>> begin Input

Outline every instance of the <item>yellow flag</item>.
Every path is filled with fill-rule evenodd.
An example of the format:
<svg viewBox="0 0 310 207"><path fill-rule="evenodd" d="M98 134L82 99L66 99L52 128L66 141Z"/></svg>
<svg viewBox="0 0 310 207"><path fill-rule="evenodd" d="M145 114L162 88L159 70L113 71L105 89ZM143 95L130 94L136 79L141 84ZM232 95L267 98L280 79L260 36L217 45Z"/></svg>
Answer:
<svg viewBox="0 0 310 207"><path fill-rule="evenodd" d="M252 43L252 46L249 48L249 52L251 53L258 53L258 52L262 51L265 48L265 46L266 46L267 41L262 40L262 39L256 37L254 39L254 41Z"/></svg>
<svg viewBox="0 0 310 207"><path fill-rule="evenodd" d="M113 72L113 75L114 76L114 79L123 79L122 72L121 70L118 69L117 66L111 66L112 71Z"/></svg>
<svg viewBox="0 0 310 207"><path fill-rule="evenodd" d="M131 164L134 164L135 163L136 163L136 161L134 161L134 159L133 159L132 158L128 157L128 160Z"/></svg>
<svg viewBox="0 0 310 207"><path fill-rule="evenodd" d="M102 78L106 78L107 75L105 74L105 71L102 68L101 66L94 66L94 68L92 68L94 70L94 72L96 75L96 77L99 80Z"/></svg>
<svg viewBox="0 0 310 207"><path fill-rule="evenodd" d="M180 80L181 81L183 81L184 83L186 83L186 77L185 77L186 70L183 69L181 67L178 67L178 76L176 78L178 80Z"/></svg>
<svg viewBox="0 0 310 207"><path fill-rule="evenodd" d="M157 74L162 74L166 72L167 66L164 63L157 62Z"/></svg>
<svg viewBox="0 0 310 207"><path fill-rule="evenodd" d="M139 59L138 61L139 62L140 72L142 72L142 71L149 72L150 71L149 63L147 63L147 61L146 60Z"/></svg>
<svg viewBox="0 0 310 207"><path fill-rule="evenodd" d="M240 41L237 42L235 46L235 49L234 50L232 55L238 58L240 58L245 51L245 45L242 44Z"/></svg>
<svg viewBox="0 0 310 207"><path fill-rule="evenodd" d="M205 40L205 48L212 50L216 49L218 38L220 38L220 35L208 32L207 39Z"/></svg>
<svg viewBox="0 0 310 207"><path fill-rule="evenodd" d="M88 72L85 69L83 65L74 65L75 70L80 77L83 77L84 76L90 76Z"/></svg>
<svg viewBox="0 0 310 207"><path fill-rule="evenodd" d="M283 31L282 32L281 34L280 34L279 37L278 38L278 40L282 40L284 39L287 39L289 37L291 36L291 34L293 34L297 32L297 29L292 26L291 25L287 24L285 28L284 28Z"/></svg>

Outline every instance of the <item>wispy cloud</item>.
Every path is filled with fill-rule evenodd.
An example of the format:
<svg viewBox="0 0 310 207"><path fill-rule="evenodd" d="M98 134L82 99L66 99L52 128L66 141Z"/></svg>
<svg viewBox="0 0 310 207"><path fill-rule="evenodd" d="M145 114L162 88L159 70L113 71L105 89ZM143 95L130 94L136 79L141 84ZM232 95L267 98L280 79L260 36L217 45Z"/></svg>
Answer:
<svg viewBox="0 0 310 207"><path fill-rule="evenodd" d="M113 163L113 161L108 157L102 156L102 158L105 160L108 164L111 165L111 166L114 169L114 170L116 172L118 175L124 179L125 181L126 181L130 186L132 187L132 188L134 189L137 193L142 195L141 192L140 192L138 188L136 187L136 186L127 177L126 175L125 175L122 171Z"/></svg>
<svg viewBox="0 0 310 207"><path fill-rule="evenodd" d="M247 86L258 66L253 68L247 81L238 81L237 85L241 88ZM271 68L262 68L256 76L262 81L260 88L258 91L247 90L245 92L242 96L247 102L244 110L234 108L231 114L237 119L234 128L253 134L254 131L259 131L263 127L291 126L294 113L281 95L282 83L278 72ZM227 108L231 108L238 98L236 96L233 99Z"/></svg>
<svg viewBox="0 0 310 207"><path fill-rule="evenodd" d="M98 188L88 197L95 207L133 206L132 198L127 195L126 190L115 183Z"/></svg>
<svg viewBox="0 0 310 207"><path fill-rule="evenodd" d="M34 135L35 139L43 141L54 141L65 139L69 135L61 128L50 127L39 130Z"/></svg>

>> end Input

Please copy out the part of the rows that opens with the line containing "Outline every instance of the <item>wispy" and runs through the end of the rows, reproducing every line in it exactly.

Outline every instance of the <item>wispy cloud</item>.
Every path is filled with fill-rule evenodd.
An example of the format:
<svg viewBox="0 0 310 207"><path fill-rule="evenodd" d="M98 134L82 99L66 99L52 128L66 141Z"/></svg>
<svg viewBox="0 0 310 207"><path fill-rule="evenodd" d="M145 114L162 88L159 70L113 71L105 89ZM143 95L130 94L136 79L141 84ZM232 95L267 98L280 79L260 36L217 45Z"/></svg>
Answer:
<svg viewBox="0 0 310 207"><path fill-rule="evenodd" d="M113 163L113 161L108 157L102 156L102 158L105 160L108 164L111 165L111 166L114 169L114 170L116 172L118 175L124 179L125 181L126 181L130 186L132 187L132 188L134 189L137 193L142 195L141 192L140 192L138 188L136 187L136 186L127 177L126 175L125 175L122 171Z"/></svg>
<svg viewBox="0 0 310 207"><path fill-rule="evenodd" d="M247 86L258 66L253 68L247 81L238 81L237 85L241 88ZM271 68L262 68L256 76L262 81L260 88L258 91L247 90L245 92L242 96L247 102L244 110L234 108L231 114L237 119L234 128L253 134L254 131L259 131L263 127L291 126L294 113L281 95L282 83L278 72ZM227 108L231 108L238 98L236 96L233 99Z"/></svg>
<svg viewBox="0 0 310 207"><path fill-rule="evenodd" d="M98 188L88 197L95 207L133 206L132 198L127 195L126 190L115 183Z"/></svg>
<svg viewBox="0 0 310 207"><path fill-rule="evenodd" d="M34 135L35 139L43 141L54 141L65 139L69 135L61 128L50 127L39 130Z"/></svg>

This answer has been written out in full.